> _Source extract_

>>>>

Closed the-redback closed 4 years ago
@the-redback it's a known issue and images are not being rendered by MHTML. For now you can inspect element and you will see image url in it that you can open manually. Meanwhile we will try to fix it.
Idea to fix this issue is to get SVG images, convert them to data URL and then use img instead of svg.
var svgElement = document.getElementById('svgId');
// Create your own image
var img = document.createElement('img');
// Serialize the svg to string
var svgString = new XMLSerializer().serializeToString(svgElement);
// Remove any characters outside the Latin1 range
var decoded = unescape(encodeURIComponent(svgString));
// Now we can use btoa to convert the svg to base64
var base64 = btoa(decoded);
var imgSource = `data:image/svg+xml;base64,${base64}\`;
img.setAttribute('src', imgSource);
at the end just replace that svg with img.
I want to point another issue with pdf saves. While unfolding the slide, most of the images saved as blank in pdf. After investigation, I found that pages are considered done before the new images load. So, it stays blank. Although I workaround adding a sleep time before saving the pdf, it is a hacky solution that doesn't guarantee that images are loaded and also waits for every page without considering if there is any slide or not. I hope you guys can come up with a better solution.
Thanks again. <3
As images are lazy loading in nature. A simple solution would be to click and then smooth scroll to element, which will ensure the images are loaded. But in that case it will mess up with the code blocks as monaco editor will load and that will create issue with rendering of code blocks. I have a script that blocks it but need to check. Does it work fine with MHTML?
Last time I checked, It was also blank in MHTML. But, I am not sure if it due to lazy loading or svg problem.
BTW, I have no knowledge of JS or nodejs. Never tried hello world printing either. :D I want to know, is there any way to add waiting time in this block? https://github.com/shihabmridha/educative.io-downloader/blob/b048bf19e75328896fb5221bc737929e1ab629a5/src/download.ts#L150-L153
I have used few solutions from online which doesn't work. Also, is there any way to waitfornavigation after element.click()
?
@shihabmridha for reference we need help from here - https://stackoverflow.com/a/46639473
@the-redback you can use this after element.click();
//Scrolling to the element clicked
element.scrollIntoView({behavior: "smooth"});
//Wait for 1000ms
await new Promise(function(resolve) {setTimeout(resolve, 1000);});
@the-redback, FYI: Any function you pass to page.evaluate(cb, arg)
(for example our pageEvaluation()
) gets executed in browser not in our script/node process. So, if you write console.log
to see whats going on inside that block you will not see anything in the console.
What I am trying to say is, any code you write in there you need to make sure it runs in chrome. I don't know client-side JavaScript that much so I have no idea how to wait for network call to resolve. We can not use any puppeteer feature there.
@devKshitijJain your code to wait for 1000ms might not work in this case because, you can only await
a function inside an async
function. In our case pageEvaluation
is not an async function.

<<<<

> _Written task_
Reproduce word for word the passage of the issue discussion that begins with the words containing "I want to point" and ends with "fine with MHTML?". The records that follow have no connection to the discussion above.

> _Data drawn from a collection_
>>>>

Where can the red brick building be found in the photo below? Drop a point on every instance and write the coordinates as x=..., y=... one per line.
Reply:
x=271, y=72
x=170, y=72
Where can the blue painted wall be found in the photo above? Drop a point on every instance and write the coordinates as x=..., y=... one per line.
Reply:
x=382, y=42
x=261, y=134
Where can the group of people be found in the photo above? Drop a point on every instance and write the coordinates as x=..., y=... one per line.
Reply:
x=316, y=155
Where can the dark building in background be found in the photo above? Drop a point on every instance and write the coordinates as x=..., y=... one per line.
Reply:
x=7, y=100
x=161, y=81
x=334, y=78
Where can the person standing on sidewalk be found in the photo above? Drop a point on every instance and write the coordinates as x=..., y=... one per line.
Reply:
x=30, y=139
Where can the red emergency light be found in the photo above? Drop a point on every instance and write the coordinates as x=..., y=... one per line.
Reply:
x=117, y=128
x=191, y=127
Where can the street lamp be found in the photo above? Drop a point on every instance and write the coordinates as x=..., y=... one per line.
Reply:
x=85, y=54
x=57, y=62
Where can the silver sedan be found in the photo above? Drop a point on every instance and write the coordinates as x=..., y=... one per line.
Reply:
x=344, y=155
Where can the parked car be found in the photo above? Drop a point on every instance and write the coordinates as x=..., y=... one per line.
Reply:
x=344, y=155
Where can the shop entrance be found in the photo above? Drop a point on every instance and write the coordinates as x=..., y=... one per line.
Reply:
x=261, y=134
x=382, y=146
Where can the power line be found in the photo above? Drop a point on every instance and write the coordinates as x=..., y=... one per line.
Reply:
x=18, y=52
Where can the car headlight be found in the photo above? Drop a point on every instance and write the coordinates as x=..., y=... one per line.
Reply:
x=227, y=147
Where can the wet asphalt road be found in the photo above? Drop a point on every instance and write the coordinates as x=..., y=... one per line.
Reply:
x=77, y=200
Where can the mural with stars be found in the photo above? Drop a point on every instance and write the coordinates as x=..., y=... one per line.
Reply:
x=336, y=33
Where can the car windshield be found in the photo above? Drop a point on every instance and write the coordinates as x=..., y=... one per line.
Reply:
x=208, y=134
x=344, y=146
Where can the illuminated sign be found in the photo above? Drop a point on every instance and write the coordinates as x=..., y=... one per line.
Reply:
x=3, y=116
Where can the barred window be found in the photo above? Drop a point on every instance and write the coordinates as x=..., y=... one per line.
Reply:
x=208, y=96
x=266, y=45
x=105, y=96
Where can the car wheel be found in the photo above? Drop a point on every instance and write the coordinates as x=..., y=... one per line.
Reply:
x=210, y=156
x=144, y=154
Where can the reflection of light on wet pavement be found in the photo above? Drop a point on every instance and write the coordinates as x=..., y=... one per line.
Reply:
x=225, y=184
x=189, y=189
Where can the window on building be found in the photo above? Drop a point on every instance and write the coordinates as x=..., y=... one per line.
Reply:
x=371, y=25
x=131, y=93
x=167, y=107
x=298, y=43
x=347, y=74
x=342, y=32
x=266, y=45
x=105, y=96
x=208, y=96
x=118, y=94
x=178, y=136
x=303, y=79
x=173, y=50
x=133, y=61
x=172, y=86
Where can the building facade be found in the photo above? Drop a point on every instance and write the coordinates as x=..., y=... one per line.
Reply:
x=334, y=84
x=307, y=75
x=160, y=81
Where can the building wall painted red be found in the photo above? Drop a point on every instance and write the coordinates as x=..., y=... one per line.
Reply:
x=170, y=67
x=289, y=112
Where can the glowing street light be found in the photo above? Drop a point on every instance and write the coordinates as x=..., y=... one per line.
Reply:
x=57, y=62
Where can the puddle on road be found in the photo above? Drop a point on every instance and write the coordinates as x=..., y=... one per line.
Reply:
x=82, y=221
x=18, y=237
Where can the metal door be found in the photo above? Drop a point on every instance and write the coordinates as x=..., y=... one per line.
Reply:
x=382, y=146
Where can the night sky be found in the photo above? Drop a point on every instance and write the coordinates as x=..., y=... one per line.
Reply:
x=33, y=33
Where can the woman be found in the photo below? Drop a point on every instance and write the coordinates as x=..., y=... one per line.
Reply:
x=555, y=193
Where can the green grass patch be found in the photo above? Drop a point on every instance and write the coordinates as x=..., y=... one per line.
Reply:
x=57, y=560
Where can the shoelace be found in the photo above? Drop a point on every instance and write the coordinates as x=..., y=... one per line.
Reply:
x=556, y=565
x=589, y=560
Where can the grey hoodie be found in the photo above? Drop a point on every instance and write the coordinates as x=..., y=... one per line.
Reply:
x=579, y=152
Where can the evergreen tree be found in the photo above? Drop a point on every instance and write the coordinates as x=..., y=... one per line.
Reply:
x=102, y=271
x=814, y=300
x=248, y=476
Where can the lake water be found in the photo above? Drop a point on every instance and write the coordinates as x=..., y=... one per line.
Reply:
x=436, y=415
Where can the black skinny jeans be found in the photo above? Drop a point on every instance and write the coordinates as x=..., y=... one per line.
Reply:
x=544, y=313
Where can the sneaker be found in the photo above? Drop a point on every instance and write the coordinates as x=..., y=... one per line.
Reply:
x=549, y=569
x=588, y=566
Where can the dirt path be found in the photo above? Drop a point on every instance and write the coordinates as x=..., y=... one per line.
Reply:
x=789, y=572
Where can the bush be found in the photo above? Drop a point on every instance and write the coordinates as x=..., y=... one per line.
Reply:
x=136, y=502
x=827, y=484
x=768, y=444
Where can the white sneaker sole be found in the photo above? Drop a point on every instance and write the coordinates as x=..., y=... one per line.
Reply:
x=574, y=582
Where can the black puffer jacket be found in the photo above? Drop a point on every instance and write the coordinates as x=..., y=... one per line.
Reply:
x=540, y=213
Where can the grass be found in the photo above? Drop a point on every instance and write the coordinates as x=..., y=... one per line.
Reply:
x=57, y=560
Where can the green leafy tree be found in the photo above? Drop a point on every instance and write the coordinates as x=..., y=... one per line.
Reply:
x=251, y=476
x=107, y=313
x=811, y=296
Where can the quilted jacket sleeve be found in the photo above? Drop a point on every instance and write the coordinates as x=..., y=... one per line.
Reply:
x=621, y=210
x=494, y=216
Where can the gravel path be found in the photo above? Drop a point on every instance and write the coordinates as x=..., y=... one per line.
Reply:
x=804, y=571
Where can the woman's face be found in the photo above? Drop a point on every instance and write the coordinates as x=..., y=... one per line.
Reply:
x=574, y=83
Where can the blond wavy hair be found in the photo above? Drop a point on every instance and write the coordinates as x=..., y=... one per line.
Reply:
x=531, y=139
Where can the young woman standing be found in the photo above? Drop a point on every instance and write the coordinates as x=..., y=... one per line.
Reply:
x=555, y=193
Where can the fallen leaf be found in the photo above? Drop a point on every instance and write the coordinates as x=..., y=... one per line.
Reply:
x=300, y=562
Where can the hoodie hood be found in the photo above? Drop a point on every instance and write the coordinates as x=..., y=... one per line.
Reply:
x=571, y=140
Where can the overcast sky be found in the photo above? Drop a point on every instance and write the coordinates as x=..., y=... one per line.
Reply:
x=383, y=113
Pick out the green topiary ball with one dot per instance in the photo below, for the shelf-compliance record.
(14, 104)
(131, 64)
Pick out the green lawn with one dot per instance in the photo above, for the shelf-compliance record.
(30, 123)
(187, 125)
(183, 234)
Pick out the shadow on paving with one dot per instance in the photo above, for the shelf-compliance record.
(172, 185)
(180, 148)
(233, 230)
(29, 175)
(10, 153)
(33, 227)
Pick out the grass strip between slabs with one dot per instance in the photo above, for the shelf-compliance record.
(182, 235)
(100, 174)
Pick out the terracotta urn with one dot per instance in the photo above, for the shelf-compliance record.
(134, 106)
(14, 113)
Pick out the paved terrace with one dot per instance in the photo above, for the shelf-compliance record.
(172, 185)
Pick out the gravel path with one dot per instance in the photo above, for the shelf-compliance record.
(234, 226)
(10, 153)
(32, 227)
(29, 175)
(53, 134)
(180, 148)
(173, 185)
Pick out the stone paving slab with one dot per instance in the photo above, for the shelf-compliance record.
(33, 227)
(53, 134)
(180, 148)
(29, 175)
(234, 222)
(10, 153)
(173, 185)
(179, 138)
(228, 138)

<<<<
>>>>

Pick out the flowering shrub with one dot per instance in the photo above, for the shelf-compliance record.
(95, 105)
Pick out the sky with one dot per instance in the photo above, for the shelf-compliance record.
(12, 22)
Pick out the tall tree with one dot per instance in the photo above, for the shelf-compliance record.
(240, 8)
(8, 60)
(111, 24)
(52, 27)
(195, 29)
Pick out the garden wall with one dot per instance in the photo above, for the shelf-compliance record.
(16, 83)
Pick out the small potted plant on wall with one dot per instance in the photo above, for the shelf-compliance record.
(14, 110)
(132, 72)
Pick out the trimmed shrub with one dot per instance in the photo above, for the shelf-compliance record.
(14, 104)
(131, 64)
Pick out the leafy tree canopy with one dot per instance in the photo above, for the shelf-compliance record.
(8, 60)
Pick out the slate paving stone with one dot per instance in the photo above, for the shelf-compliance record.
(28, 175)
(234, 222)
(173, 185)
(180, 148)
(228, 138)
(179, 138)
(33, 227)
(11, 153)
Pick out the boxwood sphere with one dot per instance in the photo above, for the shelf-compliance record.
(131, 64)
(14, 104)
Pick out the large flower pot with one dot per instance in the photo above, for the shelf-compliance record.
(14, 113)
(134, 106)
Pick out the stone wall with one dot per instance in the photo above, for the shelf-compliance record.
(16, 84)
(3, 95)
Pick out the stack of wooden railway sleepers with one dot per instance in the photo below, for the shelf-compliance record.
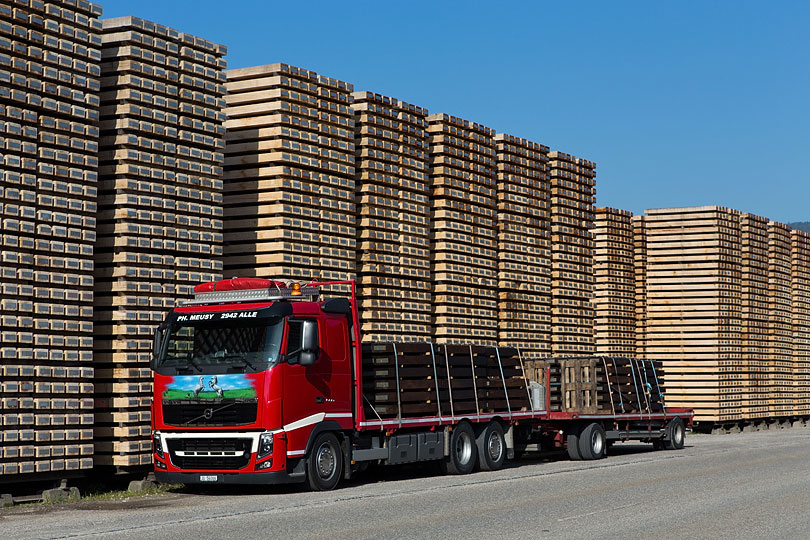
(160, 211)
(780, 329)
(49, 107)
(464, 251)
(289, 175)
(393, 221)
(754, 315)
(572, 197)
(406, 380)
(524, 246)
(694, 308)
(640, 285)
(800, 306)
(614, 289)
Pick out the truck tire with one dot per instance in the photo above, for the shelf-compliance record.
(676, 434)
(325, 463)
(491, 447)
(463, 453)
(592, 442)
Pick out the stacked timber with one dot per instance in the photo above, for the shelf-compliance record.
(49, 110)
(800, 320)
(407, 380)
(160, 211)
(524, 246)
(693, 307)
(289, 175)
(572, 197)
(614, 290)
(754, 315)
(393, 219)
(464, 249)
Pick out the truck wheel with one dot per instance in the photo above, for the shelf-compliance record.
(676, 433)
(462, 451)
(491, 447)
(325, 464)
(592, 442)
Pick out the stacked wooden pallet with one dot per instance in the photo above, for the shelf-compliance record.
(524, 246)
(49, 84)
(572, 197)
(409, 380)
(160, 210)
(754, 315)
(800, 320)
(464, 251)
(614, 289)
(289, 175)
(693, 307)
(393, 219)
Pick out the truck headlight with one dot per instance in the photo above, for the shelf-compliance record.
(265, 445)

<<<<

> _Full solution_
I want to point another issue with pdf saves. While unfolding the slide, most of the images saved as blank in pdf. After investigation, I found that pages are considered done before the new images load. So, it stays blank. Although I workaround adding a sleep time before saving the pdf, it is a hacky solution that doesn't guarantee that images are loaded and also waits for every page without considering if there is any slide or not. I hope you guys can come up with a better solution.
Thanks again. <3
As images are lazy loading in nature. A simple solution would be to click and then smooth scroll to element, which will ensure the images are loaded. But in that case it will mess up with the code blocks as monaco editor will load and that will create issue with rendering of code blocks. I have a script that blocks it but need to check. Does it work fine with MHTML?